Required action: Reproduce the stretch from the line containing "The task for" through the line containing "positive clicks: (899, 116)", renaming "rough mask" to "coarse mask" everywhere in it and leaving everything else unchanged.

The data:
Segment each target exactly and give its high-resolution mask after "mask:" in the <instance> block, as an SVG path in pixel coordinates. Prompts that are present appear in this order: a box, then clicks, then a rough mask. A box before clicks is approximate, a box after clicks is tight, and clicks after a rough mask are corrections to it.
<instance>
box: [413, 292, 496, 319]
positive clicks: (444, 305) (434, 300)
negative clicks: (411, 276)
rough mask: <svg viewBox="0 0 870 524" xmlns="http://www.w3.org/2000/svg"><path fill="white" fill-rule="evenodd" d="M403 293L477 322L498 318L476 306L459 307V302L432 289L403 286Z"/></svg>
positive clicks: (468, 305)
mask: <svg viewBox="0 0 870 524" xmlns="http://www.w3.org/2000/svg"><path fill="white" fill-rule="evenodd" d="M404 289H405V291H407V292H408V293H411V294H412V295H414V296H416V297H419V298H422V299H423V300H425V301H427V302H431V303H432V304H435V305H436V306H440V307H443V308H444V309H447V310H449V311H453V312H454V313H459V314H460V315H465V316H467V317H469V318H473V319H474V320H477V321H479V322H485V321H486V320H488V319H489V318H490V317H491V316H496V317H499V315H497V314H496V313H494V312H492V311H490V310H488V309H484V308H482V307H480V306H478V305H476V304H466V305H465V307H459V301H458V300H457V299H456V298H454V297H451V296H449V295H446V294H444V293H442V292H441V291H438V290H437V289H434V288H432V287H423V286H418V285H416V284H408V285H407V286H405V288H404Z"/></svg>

...

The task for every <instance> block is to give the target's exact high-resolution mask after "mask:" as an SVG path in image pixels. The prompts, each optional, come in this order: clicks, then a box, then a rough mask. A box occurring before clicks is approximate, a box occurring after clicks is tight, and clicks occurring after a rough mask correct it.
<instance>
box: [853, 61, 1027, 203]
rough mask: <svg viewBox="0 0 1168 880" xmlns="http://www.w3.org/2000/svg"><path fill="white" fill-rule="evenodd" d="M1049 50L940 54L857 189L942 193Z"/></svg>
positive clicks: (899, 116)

Problem solution:
The task for every <instance> block is to give the target's exact high-resolution mask after "mask:" as an SVG path in image pixels. The prompts, each optional, come in this order: clicks, then a box, then a coarse mask. A box occurring before clicks is approximate, a box occurring after clicks is tight, and clicks occurring after a coarse mask correct it.
<instance>
box: [853, 61, 1027, 203]
coarse mask: <svg viewBox="0 0 1168 880" xmlns="http://www.w3.org/2000/svg"><path fill="white" fill-rule="evenodd" d="M1049 50L940 54L857 189L942 193Z"/></svg>
positive clicks: (899, 116)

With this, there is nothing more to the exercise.